DOCUMENT TEXT section start
Astronomers have discovered a new kind of star, and with it, a new clue to an old mystery: how magnetars form.
The discovery is related to a peculiar star in a binary system some 3,000 light-years away in the southern constellation Monoceros. It has long been known as a misfit, rich in helium and sporting unusually powerful winds for its rather humdrum size. But new observations published today in Science have added a new piece of the puzzle: HD 45166 also has an extraordinarily strong magnetic field.
And this, in turn, may prove to be the key to an even greater mystery — the origin of magnetars, a rare class of stars that are the strongest magnets in the universe. According to models, HD 45166 has the right combination of mass and magnetic field to one day go supernova and leave behind a highly magnetic neutron star. That makes the star a possible magnetar progenitor, the first of its kind.
“We’ve never detected a magnetic field in a massive helium star that will undergo core collapse,” says Tomer Shenar, first author of the new study and an astronomer at the University of Amsterdam. “It’s really a new type of star.”
A star in Wolf-Rayet clothing
Although HD 45166 is part of an exclusive family called Wolf-Rayet stars — there are only 500 known to date — it is a very unusual member.
Wolf-Rayet stars are usually up to 25 times more massive than the Sun, shining a million times brighter. All the hydrogen fuel in their cores has long since been converted into helium. And they have powerful stellar winds, expelling 10 Suns worth of their mass every million years. Wolf-Rayet stars generally end their lives as explosive supernovae that become ultra-dense neutron stars.
HD45166 is a relative lightweight at just twice the mass of the Sun. Yet, it inexplicably produces torrential stellar winds comparable to a normal Wolf-Rayet. It is the kind of paradox that fascinates astronomers.
DOCUMENT TEXT section end
INFORMATION SUPPLIED section start
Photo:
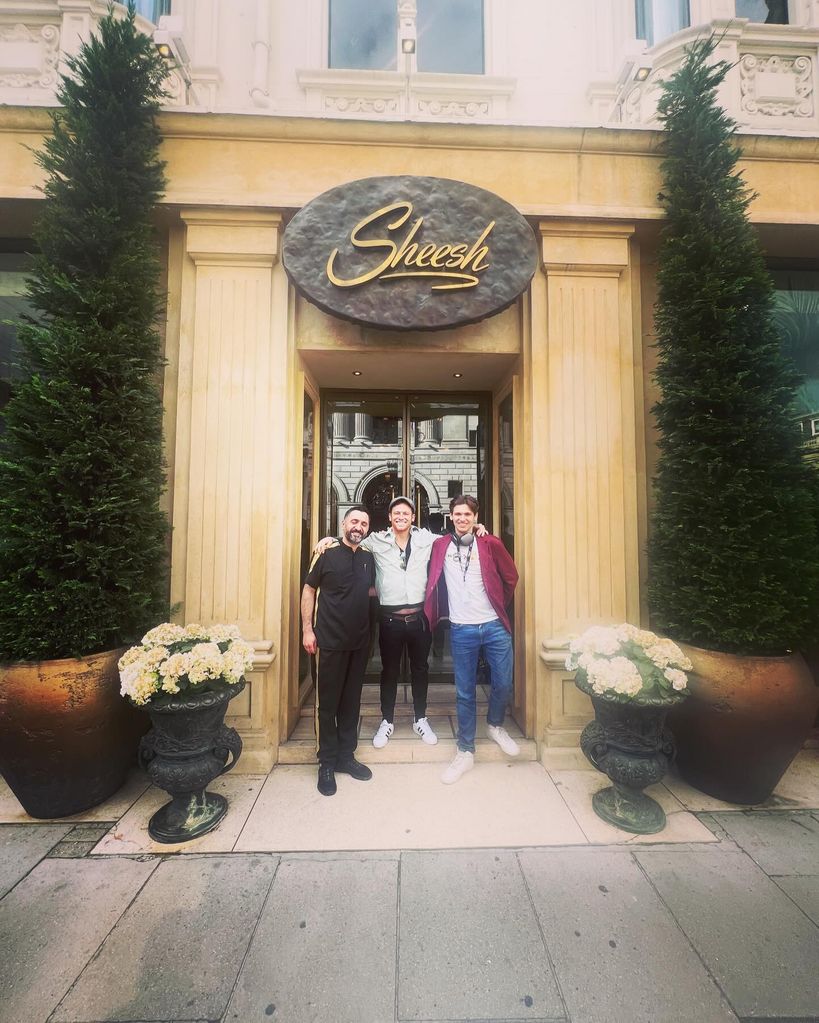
INFORMATION SUPPLIED section end
TASK REQUIREMENTS> How would you condense the paragraph of the article on HD 45166 that begins "Wolf-Rayet stars are usually" into a short list of its main facts? The material stands apart from the article on HD 45166.

ANSWER AREA>
- Up to 25 times the Sun's mass and a million times brighter
- All core hydrogen long since converted into helium
- Powerful stellar winds that expel 10 Suns' worth of mass every million years
- Generally end as explosive supernovae that become ultra-dense neutron stars